### Introduction

Each bag contains a fixed number of MNIST digits (e.g., 10). Each digit belongs to a class (0–9), and the bag label is determined based on the digits using one of the specific logical rules.

**Instance:** One MNIST digit image.

**Bag**: A collection of digits (e.g., a list of 10 MNIST digits).

**Label:** Positive, if, for example, a bag contains some key digit (e.g., 3), otherwise negative.

**Key instance:** A key digit image.

### Logic-Based Labeling Rules

🟢 **OR Setting: Easy** 

The bag is positive if at least one instance belongs to a target class (e.g., digit 3).

* Bag Label = 1 if any digit in the bag is a 3

* Key instance = any one of the 3s (all of them are “valid” keys)

**Intuition:** Easy, similar to classic MIL assumption.

**Example:**
Bag = [1, 5, 7, 3, 0] → Label = 1 / Key instance: 7
  
🔴 **AND Setting: Medium**

The bag is positive only if all instances satisfy a condition (e.g., 3 and 7 should be presented at the same time).  
* Bag Label = 1 if 3 and 7 are in the bug at the same time.  
* Key instance = 3 and 7; if only one is presented, label = 0.

**Intuition:** Harder than OR, no single key; the absence of a “bad” instance is important

**Example:**  
Bag = [0, 3, 4, 6, 7] → Label = 1 / Key instances: 3 and 7  
Bag = [0, 3, 3, 6, 8] → Label = 0

🟡 **XOR Setting: Hard**

The bag is positive if an odd number of target class instances are present.

* Bag Label = 1 if there's 3 but not 7.  
* Key instance = The exact configuration matters — it’s not about presence alone, but count.

**Intuition:** Very hard — label depends on interactions between instances

**Example:**  
Bag = [1, 3, 7, 2] → Label = 0 (3 and 7 at the same time)  
Bag = [1, 3, 6, 2] → Label = 1 (only 3 but not 7) / Key instances: 3  
Bag = [1, 5, 7, 2] → Label = 1 (only 7 but not 3) / Key instances: 7    

In [None]:
import logging
import warnings
warnings.filterwarnings("ignore")
logging.getLogger("pytorch_lightning").setLevel(logging.ERROR)
logging.getLogger("lightning").setLevel(logging.ERROR)

--

## Requests
a - In the MNIST bag-labeling text, what counts as a single instance?
b - Pick up the MNIST bag-labeling notebook after its last line and carry it forward.

--

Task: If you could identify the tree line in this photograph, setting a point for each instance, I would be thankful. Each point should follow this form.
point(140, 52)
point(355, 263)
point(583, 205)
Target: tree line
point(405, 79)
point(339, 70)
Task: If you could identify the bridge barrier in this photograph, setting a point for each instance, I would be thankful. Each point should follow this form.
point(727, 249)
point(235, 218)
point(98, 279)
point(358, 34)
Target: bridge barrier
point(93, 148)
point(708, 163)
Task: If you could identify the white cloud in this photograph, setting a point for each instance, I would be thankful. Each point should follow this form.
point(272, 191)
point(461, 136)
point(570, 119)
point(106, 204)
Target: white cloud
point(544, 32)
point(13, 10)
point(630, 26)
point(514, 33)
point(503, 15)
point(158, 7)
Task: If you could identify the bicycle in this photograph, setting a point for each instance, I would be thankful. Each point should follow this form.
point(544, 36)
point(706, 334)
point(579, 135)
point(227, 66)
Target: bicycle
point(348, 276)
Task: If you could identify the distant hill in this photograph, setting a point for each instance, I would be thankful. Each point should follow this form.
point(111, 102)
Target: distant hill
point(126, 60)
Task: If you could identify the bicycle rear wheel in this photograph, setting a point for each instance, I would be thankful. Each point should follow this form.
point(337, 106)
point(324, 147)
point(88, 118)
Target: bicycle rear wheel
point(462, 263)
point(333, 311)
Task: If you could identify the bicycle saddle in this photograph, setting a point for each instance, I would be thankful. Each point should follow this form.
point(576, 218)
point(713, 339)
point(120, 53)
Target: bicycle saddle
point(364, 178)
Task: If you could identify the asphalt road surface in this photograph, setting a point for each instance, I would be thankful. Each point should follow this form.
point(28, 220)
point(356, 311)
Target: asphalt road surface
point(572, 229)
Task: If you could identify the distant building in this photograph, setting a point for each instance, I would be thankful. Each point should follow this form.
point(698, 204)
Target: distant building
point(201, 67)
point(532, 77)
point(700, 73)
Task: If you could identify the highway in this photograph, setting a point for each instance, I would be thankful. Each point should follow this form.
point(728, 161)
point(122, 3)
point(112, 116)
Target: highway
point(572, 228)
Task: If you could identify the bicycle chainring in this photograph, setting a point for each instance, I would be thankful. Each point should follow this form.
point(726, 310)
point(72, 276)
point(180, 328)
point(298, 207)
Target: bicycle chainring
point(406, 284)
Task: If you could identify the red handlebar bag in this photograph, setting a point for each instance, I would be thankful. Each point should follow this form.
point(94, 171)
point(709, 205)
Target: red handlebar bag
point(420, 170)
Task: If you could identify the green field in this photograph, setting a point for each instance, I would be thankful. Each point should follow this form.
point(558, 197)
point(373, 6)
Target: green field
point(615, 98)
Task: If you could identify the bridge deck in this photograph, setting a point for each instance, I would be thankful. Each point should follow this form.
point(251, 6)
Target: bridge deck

--

## Exercise answers
a - One MNIST digit image.

b -
import time
import torch
import random

import numpy as np
import pandas as pd

import matplotlib.pyplot as plt

# MNIST dataset creation
from milearn.data.mnist import load_mnist, create_bags_or, create_bags_and, create_bags_xor, create_bags_reg

# Preprocessing
from milearn.preprocessing import BagMinMaxScaler

# Network hparams
from milearn.network.module.hopt import DEFAULT_PARAM_GRID

# MIL wrappers
from milearn.network.regressor import BagWrapperMLPNetworkRegressor, InstanceWrapperMLPNetworkRegressor
from milearn.network.classifier import BagWrapperMLPNetworkClassifier, InstanceWrapperMLPNetworkClassifier

# MIL networks
from milearn.network.classifier import (InstanceNetworkClassifier,
                                        BagNetworkClassifier,
                                        AdditiveAttentionNetworkClassifier,
                                        SelfAttentionNetworkClassifier,
                                        HopfieldAttentionNetworkClassifier,
                                        DynamicPoolingNetworkClassifier)

# Utils
from sklearn.metrics import r2_score, accuracy_score
from sklearn.model_selection import train_test_split

# Prediction visualisation
from milearn.data.mnist import visualize_bag_with_weights

### Key Instance Detection Accuracy Functions

These functions evaluate how well a model's predicted attention weights or importance scores match the true key instance indices in positive bags, according to the logic used during bag labeling.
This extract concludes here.